Dear __________, and others at the Office of the Director, Water, Waste and Environment,
Thank you for your detailed response to the concern I expressed about the threat to privacy that the newly implemented water meter system represents.
I do understand that the city applies the same privacy protection standards that have been in operation for many years. But I also understand that Canadian governments have, in very recent memory, overridden privacy provisions established by institutions in this country, have seized private information, and have used that information against their citizens. The most blatant example of this was the freezing of bank accounts of loyal Canadians whose only crime was supporting a protest against the trampling of charter rights by our federal government.
The rights and freedoms we have so long taken for granted here in Canada are actually an anomaly in the world in which we live, and, for that matter, in world history. The tendency of those who hold power to become increasingly authoritarian and to extend their reach further and further into the details of the lives over whom they have influence is not an isolated problem that exists “away over there”, whether “away over there” means North Korea, Afghanistan, Eritrea, Russia in various eras, or Germany of the 1930s and 1940s. This tendency toward overreach is a perennial human weakness. It is endemic in every age.
The freedoms that we have enjoyed, and those that we still enjoy, have not simply come forth spontaneously. They have been brought into being and maintained with great effort. They have been defended at great cost—the cost of many lives*. And they have provided an environment that is uniquely conducive to human flourishing. The benefits have not only been for the well-off. They have reached around the world, touching lives at every socioeconomic level.
Vigilance is needed if the rights and freedoms that have come to us at such great cost are going to be protected, maintained and passed on to those yet to come. And vigilance seems to be in awfully short supply right now.
The benefits of the electronic age are many, but they have come at great cost. Checks and balances that are so necessary to hold back the tendency of those in power to overreach have been greatly eroded. The idea of people willingly carrying about on their persons a device with a camera, a microphone and a location indicator, all of which are continuously connected to an information management system that collects and stores data that can be instantly accessed by those with the power and will to do so would have been regarded as utter lunacy by many in the last century who saw the abuses and the dreadful human toll that resulted from unchecked power, and the unnerving reality, in a number of societies, of virtually everyone being a spy on everyone else.

◆ **RECORDS**
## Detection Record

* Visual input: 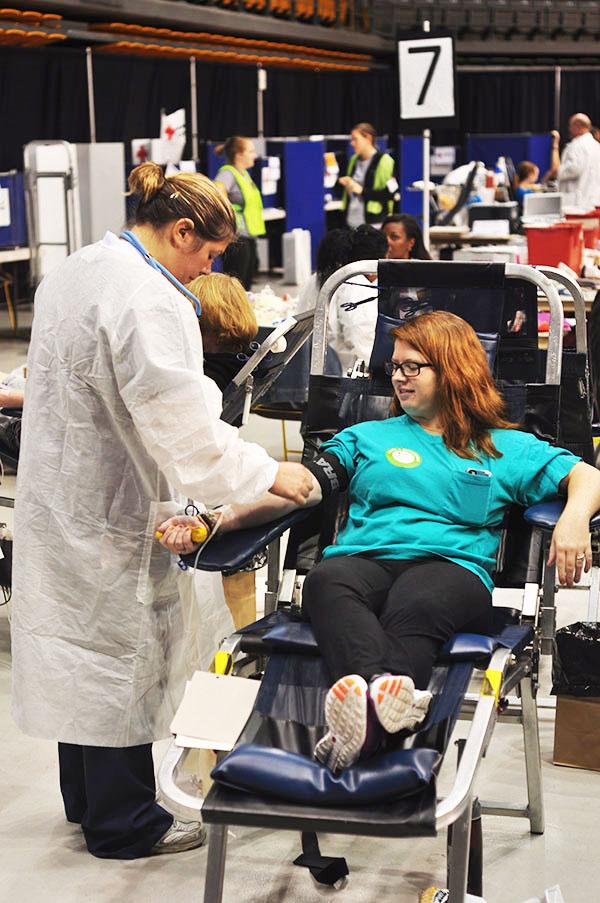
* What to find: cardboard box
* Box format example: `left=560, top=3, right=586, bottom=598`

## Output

◆ **GIVEN EXERCISE 1**
Print the passage of the water meter privacy letter starting at "Dear __________, and" and ending at "meter system represents.".
◆ **GIVEN EXERCISE 2**
Proceed with the letter on water meter privacy, picking up right after its final sentence.

◆ **WRITTEN REPLY 1**
Dear __________, and others at the Office of the Director, Water, Waste and Environment,
Thank you for your detailed response to the concern I expressed about the threat to privacy that the newly implemented water meter system represents.

◆ **WRITTEN REPLY 2**
Many incremental boundaries have been crossed. But the City of Regina is crossing another significant one. Until now, I have been in a position to turn off, if I choose to do so, the devices that can be used to peer into my life. I can unplug my landline phone. I can turn off my mobile phone. I can unplug the internet box in my basement.
But the City of Regina is mandating the installation and continuous operation of a residential occupancy recorder, logger and transmitter. Nothing so reliably indicates the fact that a home is occupied than water use. I have every reason to believe that if I interfere with the operation of this occupancy logger, I will be deprived of a fundamental necessity of life. If I want to be free of this invasion of my privacy, it seems my only option will be to cease to own and occupy a private home in this city.
I do not know whether the readiness of the city of Regina to compel homeowners to acquiesce to this measure represents naivete on the part of those involved in the decision making process, or a careless contempt for the necessary vigilance upon which our continued freedom depends. Maybe there is an explanation that is more charitable.
Convenience, of course, is a good thing. Systems that in the long run save money are, of course, good things. But the benefits must be weighed against the liabilities that accompany them. It is evident to me that we live in an age of creeping totalitarianism. There are parts of the world in which it is full-blown. But even in our own country and province, the will to overreach in those who hold power must be acknowledged and taken very seriously. It has always been, and it is not going away any time soon.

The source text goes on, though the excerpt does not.